#### [PROBLEMS TO SOLVE]
a. Copy the part of the hedgehog forum thread that opens with the words "## LizardGirl (Aug" and closes with "many communities are.".
b. Pick up the hedgehog forum thread from the point where it stops and keep writing it.

#### [EXERCISE PASSAGE]
_ _ _ _ _
# Just wanted to remind you all that you're awesome



## LizardGirl (Aug 25, 2008)

Lately I have been reading across other forums, some for hedgies but mostly for a variety of other animals, and I just have to say coming back and reading posts here is like a gigantic gulp of fresh air. While HHC may have small scuffles between some stubborn members, overall we are seriously one of the most awesome, friendly, welfare-oriented communities out there. We are so kind and patient to our new members compared to some other places, and we don't discriminate against certain people (responsible breeders, for example). We don't ban people as soon as they say something we don't like to hear, and we don't constantly have flame wars between members. We are open to the newest care information and not as close-minded as many communities are. 

HHC is awesome. I hope this community will only get better with time.


----------



## fracturedcircle (May 31, 2010)
_ _ _ _ _
#### [SOURCE DATA]
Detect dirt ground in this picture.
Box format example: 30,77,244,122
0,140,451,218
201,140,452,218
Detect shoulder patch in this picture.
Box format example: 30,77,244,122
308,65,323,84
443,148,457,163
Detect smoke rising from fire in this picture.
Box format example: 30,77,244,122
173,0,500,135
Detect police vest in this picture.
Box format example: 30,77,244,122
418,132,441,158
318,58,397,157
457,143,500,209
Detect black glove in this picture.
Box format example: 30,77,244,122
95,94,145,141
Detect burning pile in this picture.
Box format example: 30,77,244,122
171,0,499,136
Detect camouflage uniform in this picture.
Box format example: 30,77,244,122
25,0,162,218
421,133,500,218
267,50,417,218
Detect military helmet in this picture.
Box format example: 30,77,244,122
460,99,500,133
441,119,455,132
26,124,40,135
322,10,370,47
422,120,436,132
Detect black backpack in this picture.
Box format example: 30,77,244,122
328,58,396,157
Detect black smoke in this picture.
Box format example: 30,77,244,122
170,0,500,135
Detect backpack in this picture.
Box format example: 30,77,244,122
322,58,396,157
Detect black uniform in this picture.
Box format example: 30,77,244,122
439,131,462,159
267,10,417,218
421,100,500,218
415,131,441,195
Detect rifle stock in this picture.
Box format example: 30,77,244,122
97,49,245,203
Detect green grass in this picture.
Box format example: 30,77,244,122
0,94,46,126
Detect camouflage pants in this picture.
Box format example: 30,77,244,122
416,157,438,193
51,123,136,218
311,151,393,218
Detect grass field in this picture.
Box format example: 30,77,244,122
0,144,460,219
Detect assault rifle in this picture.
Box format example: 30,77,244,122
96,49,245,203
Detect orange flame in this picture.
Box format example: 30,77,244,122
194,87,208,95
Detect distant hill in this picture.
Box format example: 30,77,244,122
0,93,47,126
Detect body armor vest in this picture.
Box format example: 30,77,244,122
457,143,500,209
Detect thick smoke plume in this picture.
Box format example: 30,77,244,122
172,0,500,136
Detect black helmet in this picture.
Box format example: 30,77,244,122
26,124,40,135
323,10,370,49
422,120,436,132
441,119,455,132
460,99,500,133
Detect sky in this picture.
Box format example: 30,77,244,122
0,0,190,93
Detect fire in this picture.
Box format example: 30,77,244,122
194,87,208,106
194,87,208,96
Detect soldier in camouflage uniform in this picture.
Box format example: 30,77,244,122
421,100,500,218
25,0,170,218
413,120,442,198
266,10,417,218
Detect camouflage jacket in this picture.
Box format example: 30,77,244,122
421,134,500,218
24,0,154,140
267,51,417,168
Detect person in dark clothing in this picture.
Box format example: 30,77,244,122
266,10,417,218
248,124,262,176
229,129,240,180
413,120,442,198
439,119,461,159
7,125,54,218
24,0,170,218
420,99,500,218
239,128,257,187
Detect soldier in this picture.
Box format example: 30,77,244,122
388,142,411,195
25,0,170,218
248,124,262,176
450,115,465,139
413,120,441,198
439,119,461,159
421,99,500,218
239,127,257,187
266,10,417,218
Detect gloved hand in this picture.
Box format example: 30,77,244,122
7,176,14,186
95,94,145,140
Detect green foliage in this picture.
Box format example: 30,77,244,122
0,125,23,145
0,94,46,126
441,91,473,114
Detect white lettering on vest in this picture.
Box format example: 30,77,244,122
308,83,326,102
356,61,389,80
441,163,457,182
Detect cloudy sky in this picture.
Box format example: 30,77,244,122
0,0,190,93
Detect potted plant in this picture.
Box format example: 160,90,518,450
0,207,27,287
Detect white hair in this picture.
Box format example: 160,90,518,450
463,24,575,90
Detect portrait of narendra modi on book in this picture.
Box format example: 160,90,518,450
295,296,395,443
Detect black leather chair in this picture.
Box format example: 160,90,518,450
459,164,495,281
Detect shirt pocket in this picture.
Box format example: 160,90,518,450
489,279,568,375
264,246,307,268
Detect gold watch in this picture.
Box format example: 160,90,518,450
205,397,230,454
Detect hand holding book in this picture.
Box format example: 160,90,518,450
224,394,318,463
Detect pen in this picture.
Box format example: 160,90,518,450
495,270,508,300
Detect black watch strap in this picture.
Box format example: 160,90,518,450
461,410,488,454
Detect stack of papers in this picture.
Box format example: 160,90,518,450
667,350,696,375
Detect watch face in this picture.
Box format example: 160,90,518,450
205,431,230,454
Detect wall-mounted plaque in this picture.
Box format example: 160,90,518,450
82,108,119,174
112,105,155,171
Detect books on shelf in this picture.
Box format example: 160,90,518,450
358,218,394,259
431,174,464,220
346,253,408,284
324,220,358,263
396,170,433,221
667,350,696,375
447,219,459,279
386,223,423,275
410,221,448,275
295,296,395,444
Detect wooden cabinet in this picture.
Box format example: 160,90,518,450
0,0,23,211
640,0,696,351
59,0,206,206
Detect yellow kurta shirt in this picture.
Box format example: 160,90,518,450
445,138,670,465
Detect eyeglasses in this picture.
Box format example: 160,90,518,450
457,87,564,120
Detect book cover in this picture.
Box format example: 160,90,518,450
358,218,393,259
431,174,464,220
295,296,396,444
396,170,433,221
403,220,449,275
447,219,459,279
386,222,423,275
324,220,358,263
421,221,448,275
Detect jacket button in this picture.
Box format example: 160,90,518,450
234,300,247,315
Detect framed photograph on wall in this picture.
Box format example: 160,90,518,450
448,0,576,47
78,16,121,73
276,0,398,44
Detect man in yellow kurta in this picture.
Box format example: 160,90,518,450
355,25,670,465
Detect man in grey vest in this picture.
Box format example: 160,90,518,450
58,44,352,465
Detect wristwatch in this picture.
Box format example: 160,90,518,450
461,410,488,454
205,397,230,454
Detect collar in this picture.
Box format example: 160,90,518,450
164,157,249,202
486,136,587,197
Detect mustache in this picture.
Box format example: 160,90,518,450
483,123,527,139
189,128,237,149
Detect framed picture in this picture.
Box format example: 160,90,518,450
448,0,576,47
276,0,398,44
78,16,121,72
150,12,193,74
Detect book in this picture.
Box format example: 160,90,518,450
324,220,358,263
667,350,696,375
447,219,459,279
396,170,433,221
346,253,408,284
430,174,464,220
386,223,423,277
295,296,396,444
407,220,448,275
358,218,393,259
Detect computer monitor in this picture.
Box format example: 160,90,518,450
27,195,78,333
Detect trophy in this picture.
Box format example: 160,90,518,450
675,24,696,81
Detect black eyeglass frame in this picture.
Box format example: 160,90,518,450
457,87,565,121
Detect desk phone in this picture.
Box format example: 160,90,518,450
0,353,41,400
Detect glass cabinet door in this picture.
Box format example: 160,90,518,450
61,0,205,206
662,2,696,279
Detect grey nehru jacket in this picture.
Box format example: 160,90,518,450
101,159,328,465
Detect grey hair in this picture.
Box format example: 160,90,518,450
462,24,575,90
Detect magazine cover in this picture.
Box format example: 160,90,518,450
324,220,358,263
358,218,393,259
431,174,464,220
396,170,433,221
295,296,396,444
_ _ _ _ _
#### [ANSWERS GIVEN]
a.
## LizardGirl (Aug 25, 2008)

Lately I have been reading across other forums, some for hedgies but mostly for a variety of other animals, and I just have to say coming back and reading posts here is like a gigantic gulp of fresh air. While HHC may have small scuffles between some stubborn members, overall we are seriously one of the most awesome, friendly, welfare-oriented communities out there. We are so kind and patient to our new members compared to some other places, and we don't discriminate against certain people (responsible breeders, for example). We don't ban people as soon as they say something we don't like to hear, and we don't constantly have flame wars between members. We are open to the newest care information and not as close-minded as many communities are.

b.
LizardGirl said:


> Lately I have been reading across other forums, some for hedgies but mostly for a variety of other animals, and I just have to say coming back and reading posts here is like a gigantic gulp of fresh air. While HHC may have small scuffles between some stubborn members, overall we are seriously one of the most awesome, friendly, welfare-oriented communities out there. We are so kind and patient to our new members compared to some other places, and we don't discriminate against certain people (responsible breeders, for example). We don't ban people as soon as they say something we don't like to hear, and we don't constantly have flame wars between members. We are open to the newest care information and not as close-minded as many communities are.
> 
> HHC is awesome. I hope this community will only get better with time.


yes, i think HHC forums are seriously great. normally i am not big on forums 'cause people annoy me, but i regret not joining earlier, as opposed to a month later after we got Sweetie.


----------



## Hedgieonboard (Nov 15, 2009)

I definately agree LG  This is a great place and I'm so thankful to this site and the great people that make up this community. I have learned so much here and continue learning all the time


----------



## jdlover90 (Jun 14, 2010)

HHC is amazing! Best forum I've been to, that's for sure. And very informative.  Met some really nice people too who love hedgehogs like me! I love it lol


----------



## Tasha (Feb 24, 2009)

I don't know what i would do without this forum! The members on here are always so wonderful and helpful no matter how many times you ask questions. In fact this is the only forum i've ever used!

And where else can you get to see so many wonderful pictures of the cutest creatures on earth! (more cute hedgie bum pics tho please)!


----------



## fracturedcircle (May 31, 2010)

LG, why would one discriminate against responsible breeders? just curious.


----------



## krbshappy71 (Jul 17, 2009)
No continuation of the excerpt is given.